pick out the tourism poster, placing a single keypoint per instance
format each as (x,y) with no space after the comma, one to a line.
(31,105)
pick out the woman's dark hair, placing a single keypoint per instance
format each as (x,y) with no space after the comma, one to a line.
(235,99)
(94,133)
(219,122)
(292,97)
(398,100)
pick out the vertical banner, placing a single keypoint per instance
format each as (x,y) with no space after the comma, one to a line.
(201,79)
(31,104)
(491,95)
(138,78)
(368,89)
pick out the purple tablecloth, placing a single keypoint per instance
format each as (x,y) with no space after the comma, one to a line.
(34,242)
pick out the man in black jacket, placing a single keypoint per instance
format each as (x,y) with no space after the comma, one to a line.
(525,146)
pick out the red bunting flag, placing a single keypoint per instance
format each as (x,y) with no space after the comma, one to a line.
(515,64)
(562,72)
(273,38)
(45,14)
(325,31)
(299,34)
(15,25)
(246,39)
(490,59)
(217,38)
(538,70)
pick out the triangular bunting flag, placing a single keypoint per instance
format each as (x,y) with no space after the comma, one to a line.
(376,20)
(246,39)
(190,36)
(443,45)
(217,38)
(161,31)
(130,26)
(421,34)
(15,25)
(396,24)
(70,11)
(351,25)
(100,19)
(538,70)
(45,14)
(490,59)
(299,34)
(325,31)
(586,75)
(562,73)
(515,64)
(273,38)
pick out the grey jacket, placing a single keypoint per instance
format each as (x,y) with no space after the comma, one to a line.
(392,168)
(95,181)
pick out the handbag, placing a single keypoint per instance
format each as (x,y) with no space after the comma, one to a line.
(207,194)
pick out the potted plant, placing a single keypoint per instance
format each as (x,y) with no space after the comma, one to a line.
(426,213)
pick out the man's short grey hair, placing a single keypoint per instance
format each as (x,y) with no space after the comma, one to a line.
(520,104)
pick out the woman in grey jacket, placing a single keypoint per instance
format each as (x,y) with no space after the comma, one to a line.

◆ ◆ ◆

» EXERCISE DESCRIPTION:
The reply should hold only the lines from the beginning of the listing to the line with "pick out the woman's", both ends included, unchanged.

» ANSWER:
pick out the tourism poster, placing a single keypoint per instance
format each as (x,y) with no space after the comma, one to a line.
(31,105)
pick out the woman's dark hair, placing a single keypoint per instance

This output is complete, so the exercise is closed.